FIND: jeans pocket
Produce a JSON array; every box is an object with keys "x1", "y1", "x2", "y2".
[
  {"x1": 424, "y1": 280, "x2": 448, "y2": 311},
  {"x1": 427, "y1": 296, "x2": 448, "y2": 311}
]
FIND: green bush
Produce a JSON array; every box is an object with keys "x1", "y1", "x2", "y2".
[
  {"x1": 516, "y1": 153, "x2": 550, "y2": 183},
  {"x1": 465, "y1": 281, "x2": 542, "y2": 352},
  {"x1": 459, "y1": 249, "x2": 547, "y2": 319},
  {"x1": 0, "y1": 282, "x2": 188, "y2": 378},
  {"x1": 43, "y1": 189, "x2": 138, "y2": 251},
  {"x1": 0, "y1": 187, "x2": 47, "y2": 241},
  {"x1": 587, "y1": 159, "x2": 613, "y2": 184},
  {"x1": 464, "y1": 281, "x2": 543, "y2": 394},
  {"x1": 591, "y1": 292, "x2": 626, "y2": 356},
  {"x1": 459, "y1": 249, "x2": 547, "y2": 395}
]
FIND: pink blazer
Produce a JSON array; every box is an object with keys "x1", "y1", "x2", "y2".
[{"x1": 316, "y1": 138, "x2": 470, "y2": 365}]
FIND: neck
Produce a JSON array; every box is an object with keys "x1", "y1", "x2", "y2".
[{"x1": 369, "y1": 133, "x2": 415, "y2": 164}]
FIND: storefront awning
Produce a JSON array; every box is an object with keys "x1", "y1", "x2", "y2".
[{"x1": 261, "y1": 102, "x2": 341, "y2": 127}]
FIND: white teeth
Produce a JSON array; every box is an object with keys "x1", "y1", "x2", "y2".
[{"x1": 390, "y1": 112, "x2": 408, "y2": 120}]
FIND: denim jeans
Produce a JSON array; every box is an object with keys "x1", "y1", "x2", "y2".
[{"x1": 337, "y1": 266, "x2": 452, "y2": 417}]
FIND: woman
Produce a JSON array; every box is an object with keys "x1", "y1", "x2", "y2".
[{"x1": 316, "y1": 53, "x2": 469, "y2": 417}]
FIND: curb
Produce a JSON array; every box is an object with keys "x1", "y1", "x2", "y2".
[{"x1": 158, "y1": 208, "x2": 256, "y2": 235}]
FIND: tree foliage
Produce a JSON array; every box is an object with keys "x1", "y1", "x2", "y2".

Aim of the task:
Retype every line of the data, keeping each one exactly as it is.

Result for this exercise:
FIND: jeans pocket
Produce a JSON array; every box is an object with keys "x1", "y1", "x2", "y2".
[
  {"x1": 424, "y1": 280, "x2": 448, "y2": 311},
  {"x1": 427, "y1": 296, "x2": 448, "y2": 311}
]
FIND: green bush
Produce a JSON array; every box is an object with keys "x1", "y1", "x2", "y2".
[
  {"x1": 516, "y1": 153, "x2": 550, "y2": 183},
  {"x1": 465, "y1": 281, "x2": 542, "y2": 352},
  {"x1": 459, "y1": 249, "x2": 547, "y2": 319},
  {"x1": 0, "y1": 282, "x2": 188, "y2": 378},
  {"x1": 43, "y1": 189, "x2": 138, "y2": 251},
  {"x1": 0, "y1": 187, "x2": 47, "y2": 241},
  {"x1": 587, "y1": 159, "x2": 613, "y2": 184},
  {"x1": 464, "y1": 281, "x2": 543, "y2": 394},
  {"x1": 591, "y1": 292, "x2": 626, "y2": 356},
  {"x1": 459, "y1": 249, "x2": 547, "y2": 395}
]
FIND: pink blazer
Produce a JSON array; every box is an object with keys "x1", "y1", "x2", "y2".
[{"x1": 316, "y1": 138, "x2": 470, "y2": 365}]
FIND: neck
Produce a JSON array; every box is an object with keys "x1", "y1", "x2", "y2".
[{"x1": 369, "y1": 133, "x2": 415, "y2": 164}]
FIND: storefront awning
Produce a JSON array; every box is an object with keys "x1", "y1", "x2", "y2".
[{"x1": 261, "y1": 102, "x2": 341, "y2": 127}]
FIND: white teeth
Produce a JSON array; every box is an object with keys "x1", "y1", "x2", "y2".
[{"x1": 390, "y1": 112, "x2": 408, "y2": 120}]
FIND: denim jeans
Produce a JSON array; every box is an object with keys "x1", "y1", "x2", "y2".
[{"x1": 337, "y1": 266, "x2": 452, "y2": 417}]
FIND: woman
Produce a JSON array; every box is an object with keys "x1", "y1", "x2", "y2".
[{"x1": 316, "y1": 53, "x2": 469, "y2": 417}]
FIND: curb
Produce a JSON array; every box is an object with keys "x1", "y1", "x2", "y2".
[{"x1": 158, "y1": 208, "x2": 256, "y2": 235}]
FIND: tree foliage
Produce a JSON array; every box is an object with keys "x1", "y1", "x2", "y2".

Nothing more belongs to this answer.